Find every line in the items below that contains the word "emblem", matching case exactly, and copy each of those lines in full.

DATA SUPPLIED |
== == ==

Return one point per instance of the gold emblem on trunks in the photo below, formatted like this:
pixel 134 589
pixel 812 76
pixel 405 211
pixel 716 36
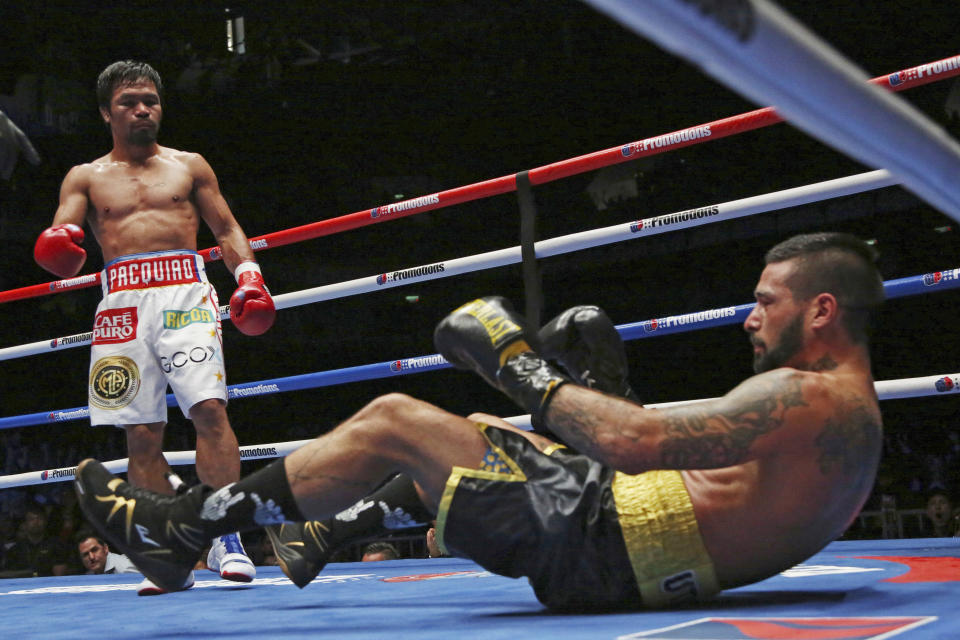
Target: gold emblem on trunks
pixel 114 382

== == ==

CORRECT RESPONSE |
Return one point per instance of the gold emblem on trunks in the photo below, formatted like this:
Target: gold emblem on trunks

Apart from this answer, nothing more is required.